→ Work instructions:
Count the lines in the records below that contain the string "forehead", treating uppercase and lowercase as different. Reply with the number only.

→ Exercise input:
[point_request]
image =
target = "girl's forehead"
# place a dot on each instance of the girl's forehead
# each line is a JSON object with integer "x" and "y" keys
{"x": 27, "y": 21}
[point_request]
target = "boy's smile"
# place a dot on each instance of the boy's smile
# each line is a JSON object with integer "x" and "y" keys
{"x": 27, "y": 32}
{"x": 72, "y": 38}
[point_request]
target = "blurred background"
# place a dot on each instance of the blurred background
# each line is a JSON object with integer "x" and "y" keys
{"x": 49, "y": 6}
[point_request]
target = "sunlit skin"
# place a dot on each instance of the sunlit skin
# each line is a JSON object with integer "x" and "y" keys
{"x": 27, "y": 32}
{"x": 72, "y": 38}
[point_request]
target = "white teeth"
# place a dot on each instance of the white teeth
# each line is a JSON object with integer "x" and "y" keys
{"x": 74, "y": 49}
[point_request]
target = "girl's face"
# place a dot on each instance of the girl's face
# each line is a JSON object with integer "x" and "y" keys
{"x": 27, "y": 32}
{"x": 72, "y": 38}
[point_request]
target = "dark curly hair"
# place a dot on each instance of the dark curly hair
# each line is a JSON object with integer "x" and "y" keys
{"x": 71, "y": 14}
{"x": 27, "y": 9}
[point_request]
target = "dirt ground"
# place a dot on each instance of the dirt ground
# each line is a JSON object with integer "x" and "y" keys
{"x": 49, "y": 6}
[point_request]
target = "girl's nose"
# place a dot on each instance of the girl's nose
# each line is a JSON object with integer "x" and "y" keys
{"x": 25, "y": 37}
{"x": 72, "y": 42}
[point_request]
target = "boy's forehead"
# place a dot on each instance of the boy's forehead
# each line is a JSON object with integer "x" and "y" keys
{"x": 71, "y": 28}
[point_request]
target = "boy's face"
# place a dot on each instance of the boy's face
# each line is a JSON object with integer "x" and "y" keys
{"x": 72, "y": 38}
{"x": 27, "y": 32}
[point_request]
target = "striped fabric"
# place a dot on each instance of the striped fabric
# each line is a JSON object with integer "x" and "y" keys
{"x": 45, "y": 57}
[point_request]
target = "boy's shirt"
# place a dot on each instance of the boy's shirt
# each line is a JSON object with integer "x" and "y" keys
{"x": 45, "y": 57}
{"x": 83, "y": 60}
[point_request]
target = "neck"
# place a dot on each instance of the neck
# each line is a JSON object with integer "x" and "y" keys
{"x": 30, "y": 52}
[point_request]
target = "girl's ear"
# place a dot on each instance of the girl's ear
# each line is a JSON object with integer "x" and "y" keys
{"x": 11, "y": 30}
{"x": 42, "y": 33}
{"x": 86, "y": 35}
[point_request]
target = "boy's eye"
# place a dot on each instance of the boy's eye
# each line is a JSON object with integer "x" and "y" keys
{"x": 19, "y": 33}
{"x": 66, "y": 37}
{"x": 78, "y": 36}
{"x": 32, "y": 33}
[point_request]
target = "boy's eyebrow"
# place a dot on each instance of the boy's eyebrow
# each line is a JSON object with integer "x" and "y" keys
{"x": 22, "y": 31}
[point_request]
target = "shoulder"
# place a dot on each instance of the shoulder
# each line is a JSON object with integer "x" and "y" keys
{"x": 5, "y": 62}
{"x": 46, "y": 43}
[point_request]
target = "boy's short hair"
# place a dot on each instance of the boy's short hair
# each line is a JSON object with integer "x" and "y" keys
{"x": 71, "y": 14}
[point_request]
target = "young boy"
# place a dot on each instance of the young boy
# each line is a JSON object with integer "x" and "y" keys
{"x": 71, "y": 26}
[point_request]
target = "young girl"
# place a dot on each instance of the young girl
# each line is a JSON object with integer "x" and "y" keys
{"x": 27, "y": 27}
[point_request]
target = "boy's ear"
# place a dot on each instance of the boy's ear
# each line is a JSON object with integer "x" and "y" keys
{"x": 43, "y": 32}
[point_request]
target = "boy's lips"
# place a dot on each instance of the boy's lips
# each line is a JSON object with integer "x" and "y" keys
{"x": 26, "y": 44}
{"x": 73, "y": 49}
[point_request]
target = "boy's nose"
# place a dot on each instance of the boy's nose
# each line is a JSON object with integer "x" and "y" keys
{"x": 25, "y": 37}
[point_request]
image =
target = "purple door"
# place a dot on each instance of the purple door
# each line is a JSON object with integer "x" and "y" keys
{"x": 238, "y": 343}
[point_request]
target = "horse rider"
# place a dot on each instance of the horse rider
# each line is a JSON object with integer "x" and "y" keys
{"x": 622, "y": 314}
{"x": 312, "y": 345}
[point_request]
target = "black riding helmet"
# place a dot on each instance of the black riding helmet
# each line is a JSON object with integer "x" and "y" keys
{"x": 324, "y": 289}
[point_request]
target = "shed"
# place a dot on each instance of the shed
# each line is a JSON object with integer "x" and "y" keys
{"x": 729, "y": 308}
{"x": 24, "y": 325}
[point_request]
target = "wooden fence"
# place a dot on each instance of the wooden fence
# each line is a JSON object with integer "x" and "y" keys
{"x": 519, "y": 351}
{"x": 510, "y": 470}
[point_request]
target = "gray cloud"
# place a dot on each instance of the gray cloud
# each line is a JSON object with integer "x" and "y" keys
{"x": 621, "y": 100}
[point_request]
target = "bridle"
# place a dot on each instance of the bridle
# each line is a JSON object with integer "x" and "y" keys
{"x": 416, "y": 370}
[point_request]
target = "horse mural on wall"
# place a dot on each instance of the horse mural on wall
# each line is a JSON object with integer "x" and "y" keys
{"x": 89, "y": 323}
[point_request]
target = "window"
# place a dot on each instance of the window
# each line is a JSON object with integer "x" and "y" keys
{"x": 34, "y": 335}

==

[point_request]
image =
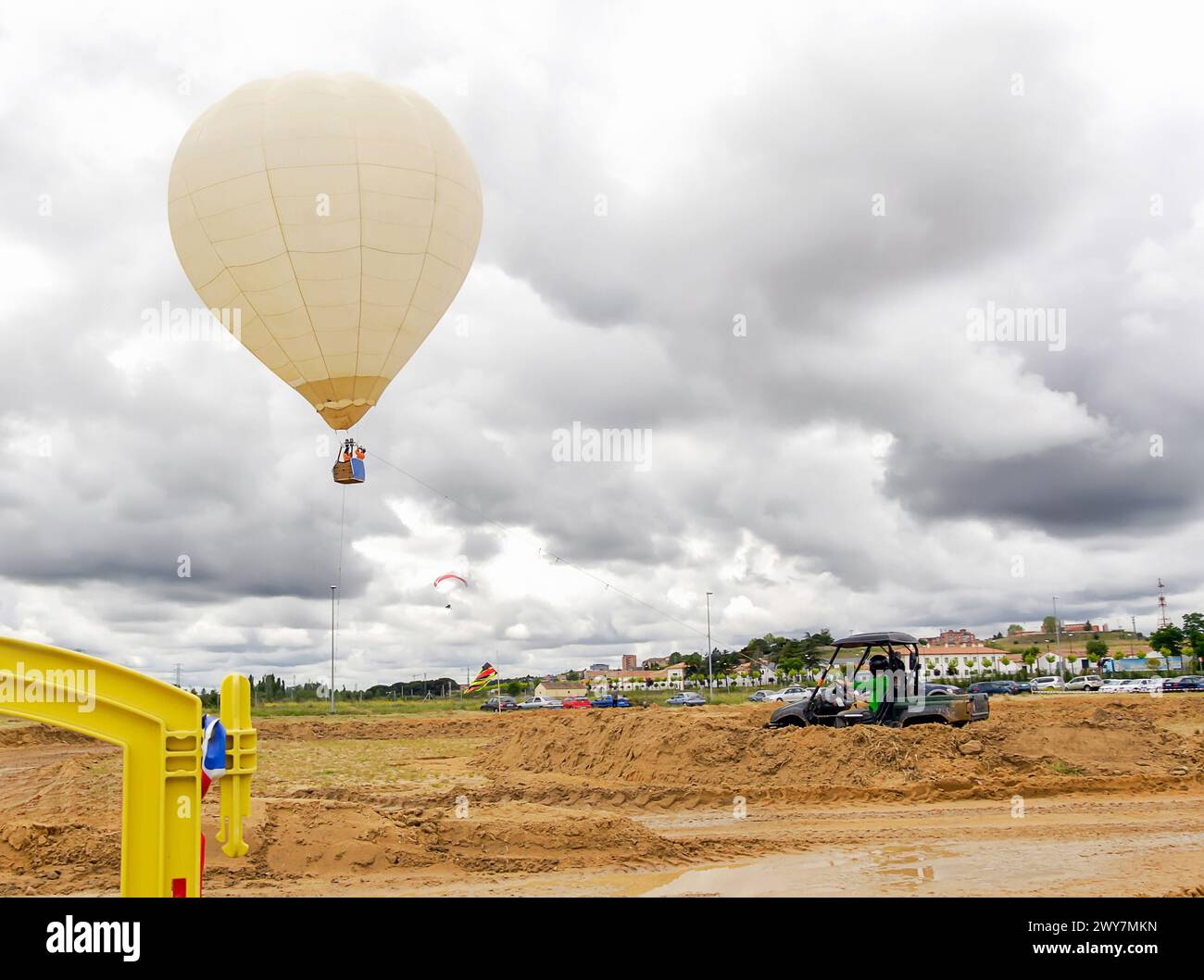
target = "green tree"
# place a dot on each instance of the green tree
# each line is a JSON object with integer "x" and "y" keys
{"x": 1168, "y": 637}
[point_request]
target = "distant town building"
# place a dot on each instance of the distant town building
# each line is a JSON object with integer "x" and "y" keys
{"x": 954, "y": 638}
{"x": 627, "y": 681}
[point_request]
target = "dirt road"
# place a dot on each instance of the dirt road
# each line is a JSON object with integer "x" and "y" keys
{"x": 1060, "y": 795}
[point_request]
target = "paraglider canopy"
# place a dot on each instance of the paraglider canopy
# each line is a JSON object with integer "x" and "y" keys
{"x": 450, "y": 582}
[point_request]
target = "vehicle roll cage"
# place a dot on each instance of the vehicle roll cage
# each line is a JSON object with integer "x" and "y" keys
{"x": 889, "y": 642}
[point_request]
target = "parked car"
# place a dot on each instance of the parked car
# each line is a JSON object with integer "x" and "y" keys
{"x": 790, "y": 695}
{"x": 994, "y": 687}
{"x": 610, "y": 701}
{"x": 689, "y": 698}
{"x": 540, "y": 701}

--

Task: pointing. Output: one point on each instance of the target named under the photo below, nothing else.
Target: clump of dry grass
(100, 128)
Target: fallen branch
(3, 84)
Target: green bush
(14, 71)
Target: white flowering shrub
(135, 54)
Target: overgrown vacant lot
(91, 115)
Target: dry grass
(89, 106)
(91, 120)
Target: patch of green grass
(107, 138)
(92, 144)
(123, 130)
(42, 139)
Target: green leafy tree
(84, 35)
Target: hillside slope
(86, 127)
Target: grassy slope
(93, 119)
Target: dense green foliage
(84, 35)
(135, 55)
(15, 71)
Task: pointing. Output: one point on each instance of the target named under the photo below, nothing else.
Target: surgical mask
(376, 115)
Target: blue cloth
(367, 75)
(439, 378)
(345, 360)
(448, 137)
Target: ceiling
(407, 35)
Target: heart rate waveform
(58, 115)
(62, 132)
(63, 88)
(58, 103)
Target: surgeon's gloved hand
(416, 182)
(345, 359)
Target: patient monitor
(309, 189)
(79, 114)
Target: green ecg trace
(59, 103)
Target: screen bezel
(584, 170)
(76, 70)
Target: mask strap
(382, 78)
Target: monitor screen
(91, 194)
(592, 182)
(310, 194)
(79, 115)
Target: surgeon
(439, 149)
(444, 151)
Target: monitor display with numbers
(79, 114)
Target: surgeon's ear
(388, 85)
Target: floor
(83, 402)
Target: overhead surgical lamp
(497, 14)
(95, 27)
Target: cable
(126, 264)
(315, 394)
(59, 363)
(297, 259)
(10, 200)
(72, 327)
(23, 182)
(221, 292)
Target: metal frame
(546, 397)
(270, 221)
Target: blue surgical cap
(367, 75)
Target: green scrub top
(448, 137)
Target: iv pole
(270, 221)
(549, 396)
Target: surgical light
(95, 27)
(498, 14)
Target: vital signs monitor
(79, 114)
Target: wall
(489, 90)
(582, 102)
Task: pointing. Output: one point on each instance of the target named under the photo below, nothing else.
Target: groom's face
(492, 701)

→ Expected output:
4